Data records

******************************

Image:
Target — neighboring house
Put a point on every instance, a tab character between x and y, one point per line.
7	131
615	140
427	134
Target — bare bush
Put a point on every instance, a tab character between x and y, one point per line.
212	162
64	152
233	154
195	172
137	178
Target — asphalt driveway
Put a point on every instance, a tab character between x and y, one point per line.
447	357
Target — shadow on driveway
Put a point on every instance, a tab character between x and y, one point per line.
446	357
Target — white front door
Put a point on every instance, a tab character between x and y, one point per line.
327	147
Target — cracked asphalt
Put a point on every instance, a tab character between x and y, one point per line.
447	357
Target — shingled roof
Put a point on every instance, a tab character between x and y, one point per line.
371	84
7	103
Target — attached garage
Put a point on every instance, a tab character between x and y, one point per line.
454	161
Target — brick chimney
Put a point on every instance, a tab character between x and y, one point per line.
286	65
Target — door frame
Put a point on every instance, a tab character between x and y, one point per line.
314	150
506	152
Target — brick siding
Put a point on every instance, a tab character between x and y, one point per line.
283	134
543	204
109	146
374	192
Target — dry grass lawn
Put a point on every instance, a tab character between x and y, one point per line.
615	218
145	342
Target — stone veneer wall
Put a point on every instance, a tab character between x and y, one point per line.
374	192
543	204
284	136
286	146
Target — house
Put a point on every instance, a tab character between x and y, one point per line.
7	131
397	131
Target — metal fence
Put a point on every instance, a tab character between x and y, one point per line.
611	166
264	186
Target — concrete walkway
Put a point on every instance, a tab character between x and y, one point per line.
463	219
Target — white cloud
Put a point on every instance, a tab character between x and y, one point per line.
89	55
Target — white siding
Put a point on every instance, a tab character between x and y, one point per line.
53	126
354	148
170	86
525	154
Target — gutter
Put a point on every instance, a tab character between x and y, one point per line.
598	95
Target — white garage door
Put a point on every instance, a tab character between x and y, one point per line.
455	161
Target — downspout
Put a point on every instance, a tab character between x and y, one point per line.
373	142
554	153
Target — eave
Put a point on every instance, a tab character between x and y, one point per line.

******************************

WHAT YOU NEED TO DO >> Whenever a line includes the word "white", pull it out of the entries.

OUTPUT BELOW >>
Target — white front door
Target — white cloud
Target — white siding
Target — white garage door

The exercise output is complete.